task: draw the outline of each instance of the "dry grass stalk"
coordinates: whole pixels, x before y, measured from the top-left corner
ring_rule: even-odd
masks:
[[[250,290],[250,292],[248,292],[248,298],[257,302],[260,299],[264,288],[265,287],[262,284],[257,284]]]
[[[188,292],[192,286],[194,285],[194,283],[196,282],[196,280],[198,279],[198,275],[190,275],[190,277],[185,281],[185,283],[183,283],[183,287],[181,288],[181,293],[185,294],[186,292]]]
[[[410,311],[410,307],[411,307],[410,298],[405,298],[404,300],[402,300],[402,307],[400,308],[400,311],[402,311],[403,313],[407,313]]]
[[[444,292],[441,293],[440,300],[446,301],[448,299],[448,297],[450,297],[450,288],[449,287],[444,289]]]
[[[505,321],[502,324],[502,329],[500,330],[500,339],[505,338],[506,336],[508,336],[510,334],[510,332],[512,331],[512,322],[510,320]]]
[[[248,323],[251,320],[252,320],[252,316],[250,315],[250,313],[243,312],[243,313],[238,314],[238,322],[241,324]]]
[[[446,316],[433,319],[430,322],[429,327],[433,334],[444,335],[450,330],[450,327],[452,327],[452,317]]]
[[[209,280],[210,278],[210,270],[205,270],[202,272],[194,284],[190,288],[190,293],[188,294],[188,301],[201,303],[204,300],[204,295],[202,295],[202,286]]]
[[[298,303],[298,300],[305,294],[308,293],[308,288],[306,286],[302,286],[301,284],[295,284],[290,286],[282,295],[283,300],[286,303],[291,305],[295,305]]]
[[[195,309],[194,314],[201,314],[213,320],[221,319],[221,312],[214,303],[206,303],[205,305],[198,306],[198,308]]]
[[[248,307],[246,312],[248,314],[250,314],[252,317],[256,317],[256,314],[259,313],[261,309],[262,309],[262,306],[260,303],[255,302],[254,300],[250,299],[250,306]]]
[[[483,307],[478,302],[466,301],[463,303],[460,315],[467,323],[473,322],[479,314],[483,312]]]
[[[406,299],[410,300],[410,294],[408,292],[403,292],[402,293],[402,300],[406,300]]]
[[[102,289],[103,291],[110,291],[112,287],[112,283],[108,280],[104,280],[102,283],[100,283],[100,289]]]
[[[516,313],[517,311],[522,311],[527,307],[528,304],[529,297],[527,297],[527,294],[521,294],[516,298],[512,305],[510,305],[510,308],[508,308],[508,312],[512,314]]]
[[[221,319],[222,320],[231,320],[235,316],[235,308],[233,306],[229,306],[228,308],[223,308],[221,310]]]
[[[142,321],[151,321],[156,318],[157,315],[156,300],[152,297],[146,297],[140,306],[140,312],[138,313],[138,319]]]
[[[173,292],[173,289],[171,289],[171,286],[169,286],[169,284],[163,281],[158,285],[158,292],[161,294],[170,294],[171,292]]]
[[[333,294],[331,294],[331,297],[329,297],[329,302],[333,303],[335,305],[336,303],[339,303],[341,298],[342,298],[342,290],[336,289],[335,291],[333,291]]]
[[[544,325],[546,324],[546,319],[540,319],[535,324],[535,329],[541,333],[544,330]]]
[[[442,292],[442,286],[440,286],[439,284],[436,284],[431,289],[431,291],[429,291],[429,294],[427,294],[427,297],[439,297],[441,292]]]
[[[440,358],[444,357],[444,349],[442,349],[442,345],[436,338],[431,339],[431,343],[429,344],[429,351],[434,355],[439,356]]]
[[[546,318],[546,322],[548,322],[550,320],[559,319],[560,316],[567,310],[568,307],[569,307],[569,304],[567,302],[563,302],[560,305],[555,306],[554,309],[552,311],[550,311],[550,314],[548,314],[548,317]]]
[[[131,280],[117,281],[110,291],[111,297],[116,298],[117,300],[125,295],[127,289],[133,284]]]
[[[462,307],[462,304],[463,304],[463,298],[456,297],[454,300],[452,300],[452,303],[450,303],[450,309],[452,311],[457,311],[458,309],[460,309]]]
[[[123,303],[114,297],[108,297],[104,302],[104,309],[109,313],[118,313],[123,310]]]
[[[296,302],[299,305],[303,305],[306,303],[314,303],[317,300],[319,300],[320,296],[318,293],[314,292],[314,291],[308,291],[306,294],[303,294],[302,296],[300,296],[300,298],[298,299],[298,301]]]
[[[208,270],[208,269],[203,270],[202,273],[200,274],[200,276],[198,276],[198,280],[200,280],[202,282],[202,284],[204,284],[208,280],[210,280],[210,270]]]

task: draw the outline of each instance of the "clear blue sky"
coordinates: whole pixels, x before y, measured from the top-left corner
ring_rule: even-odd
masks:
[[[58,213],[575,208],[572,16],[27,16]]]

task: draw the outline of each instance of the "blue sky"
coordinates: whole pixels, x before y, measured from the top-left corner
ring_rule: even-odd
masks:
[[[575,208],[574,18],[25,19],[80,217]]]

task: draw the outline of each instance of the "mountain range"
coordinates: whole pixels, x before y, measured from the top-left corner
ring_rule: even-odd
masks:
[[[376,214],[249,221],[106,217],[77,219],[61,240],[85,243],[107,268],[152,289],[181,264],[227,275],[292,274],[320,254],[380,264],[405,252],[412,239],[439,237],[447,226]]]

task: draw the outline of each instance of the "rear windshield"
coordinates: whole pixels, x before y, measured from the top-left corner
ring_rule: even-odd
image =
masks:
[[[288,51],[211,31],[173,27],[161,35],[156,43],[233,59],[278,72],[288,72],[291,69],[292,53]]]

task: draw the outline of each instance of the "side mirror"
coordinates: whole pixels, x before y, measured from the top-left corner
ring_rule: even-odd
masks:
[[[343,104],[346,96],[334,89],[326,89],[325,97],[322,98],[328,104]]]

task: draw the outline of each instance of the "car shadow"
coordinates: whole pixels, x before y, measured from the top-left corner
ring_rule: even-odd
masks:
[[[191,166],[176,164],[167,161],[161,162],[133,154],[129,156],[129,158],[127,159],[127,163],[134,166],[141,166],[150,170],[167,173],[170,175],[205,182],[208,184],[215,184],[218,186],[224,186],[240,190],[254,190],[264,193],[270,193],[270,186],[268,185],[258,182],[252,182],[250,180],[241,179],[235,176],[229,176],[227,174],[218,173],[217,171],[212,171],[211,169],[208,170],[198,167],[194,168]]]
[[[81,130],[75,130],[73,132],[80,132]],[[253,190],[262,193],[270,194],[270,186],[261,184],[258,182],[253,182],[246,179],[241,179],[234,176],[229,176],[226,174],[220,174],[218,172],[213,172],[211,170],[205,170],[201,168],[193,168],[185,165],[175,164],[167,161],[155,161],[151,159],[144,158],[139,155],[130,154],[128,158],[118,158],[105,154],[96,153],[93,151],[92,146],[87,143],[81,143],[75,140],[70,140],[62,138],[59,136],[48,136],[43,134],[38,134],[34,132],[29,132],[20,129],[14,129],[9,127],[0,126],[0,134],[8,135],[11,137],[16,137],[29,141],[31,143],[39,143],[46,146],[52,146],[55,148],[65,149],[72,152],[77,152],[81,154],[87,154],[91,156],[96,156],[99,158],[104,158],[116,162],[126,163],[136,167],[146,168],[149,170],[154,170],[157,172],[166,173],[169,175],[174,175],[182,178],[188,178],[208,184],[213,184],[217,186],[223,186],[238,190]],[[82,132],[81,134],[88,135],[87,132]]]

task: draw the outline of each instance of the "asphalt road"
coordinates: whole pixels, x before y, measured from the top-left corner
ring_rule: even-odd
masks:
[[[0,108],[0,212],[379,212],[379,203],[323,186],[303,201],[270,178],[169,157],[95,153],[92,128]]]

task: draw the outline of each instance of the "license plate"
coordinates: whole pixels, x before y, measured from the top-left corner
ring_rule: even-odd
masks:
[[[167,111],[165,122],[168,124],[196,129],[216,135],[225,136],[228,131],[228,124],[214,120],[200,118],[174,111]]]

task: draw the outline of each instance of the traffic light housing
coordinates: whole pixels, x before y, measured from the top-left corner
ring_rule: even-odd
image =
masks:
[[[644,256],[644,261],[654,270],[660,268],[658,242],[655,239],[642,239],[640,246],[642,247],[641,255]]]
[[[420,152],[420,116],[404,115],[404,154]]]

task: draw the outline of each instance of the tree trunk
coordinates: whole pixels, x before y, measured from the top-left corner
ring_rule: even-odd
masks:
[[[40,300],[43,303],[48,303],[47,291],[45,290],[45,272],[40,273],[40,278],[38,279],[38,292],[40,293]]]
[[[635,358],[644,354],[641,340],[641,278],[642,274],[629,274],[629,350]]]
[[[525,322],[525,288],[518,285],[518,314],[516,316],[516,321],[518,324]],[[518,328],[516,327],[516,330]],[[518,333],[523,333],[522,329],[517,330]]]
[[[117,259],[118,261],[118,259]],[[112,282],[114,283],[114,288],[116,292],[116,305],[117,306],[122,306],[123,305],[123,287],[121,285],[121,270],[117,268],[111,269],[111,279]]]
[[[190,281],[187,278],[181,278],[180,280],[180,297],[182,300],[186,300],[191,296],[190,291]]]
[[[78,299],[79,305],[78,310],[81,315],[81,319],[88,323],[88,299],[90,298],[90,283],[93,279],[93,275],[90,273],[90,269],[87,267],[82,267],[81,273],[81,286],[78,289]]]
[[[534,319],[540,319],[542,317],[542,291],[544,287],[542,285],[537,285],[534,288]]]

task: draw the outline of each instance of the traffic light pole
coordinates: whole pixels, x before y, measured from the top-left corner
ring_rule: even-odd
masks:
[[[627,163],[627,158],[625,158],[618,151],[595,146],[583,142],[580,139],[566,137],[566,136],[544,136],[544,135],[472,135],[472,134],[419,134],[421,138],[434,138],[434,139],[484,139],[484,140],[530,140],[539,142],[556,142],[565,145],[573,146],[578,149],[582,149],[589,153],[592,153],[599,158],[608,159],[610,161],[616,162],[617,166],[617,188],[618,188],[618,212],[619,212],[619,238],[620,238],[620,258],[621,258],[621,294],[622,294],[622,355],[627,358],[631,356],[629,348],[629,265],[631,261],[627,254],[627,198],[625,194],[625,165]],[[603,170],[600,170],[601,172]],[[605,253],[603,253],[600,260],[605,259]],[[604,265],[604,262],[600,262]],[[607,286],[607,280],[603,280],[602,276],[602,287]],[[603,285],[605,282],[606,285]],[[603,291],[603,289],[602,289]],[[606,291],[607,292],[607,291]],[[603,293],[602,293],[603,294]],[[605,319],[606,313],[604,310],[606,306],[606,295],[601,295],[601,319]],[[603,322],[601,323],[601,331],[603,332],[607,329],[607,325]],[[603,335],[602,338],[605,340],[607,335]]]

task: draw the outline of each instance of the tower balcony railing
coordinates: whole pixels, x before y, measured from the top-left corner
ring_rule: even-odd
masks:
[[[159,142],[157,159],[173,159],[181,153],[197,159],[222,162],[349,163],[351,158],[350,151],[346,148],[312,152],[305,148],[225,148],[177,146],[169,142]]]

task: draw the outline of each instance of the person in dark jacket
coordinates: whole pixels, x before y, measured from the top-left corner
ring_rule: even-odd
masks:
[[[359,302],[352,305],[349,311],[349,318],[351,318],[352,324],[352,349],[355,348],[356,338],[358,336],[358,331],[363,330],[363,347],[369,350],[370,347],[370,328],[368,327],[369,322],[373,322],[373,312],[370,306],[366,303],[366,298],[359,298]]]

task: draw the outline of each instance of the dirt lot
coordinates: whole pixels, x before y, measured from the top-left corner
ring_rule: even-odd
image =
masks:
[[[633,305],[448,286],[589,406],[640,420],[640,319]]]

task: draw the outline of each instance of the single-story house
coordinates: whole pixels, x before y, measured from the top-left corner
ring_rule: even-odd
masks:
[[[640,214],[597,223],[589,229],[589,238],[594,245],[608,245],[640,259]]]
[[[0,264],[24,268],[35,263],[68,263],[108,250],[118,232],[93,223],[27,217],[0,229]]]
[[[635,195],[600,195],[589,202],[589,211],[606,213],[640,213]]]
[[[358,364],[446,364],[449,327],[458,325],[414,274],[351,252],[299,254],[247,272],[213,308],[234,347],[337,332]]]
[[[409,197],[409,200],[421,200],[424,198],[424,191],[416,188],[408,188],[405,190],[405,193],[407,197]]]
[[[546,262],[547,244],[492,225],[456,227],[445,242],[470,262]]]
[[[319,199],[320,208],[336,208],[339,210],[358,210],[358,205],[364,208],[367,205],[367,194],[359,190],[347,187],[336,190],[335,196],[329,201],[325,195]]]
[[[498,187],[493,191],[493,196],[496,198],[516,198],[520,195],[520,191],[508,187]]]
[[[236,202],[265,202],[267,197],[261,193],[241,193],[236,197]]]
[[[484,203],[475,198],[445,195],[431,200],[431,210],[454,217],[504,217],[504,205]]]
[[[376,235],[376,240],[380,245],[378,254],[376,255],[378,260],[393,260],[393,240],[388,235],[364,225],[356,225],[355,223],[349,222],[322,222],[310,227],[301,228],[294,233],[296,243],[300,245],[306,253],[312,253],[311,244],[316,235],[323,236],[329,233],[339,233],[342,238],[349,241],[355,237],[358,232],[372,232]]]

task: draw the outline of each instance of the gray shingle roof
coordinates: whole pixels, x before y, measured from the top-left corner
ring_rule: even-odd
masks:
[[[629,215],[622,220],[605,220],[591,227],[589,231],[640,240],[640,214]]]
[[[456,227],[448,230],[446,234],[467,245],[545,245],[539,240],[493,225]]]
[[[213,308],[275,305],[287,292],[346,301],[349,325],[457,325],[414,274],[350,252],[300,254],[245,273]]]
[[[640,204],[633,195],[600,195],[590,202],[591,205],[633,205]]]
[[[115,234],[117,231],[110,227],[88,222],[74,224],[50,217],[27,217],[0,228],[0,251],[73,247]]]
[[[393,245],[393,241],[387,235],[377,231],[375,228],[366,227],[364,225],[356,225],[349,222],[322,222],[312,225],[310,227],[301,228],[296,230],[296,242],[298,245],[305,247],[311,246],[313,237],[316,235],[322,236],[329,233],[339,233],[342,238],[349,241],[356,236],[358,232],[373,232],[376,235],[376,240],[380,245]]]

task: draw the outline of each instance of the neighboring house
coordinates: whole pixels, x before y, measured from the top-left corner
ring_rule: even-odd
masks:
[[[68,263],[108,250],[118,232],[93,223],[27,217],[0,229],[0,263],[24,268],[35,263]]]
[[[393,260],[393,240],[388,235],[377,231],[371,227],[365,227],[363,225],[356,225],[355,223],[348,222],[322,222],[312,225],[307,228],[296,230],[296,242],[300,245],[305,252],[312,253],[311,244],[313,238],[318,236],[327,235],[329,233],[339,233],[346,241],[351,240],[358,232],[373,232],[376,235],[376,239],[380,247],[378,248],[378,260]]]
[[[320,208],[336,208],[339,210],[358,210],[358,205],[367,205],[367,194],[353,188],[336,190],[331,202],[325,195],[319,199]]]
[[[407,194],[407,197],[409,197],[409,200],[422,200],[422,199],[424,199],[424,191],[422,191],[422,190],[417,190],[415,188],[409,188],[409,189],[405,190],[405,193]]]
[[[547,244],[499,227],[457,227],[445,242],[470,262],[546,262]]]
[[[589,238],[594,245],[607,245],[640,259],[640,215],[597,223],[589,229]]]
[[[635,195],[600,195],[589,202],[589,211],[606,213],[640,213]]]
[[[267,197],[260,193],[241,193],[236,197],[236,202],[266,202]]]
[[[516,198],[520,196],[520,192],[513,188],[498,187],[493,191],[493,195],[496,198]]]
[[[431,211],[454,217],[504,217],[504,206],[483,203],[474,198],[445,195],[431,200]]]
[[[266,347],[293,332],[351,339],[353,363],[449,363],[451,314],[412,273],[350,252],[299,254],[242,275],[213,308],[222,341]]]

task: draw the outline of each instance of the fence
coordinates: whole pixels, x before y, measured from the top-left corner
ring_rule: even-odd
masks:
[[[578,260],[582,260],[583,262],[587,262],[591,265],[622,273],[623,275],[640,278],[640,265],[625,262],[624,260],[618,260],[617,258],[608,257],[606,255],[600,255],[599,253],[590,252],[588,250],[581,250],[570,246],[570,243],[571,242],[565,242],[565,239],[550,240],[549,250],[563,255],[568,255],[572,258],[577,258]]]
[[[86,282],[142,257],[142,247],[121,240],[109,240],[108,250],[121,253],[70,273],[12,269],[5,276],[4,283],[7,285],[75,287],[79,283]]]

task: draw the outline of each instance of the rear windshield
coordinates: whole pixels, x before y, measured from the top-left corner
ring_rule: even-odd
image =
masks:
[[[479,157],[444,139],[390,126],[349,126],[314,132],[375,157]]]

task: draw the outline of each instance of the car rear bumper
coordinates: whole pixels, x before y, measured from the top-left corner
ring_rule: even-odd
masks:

EXERCISE DETAILS
Identify the lines in the entries that hold "light" and return each one.

SOLUTION FOR THIS PROBLEM
task: draw the outline of each instance of the traffic light housing
task: draw the outline of each instance of the traffic light pole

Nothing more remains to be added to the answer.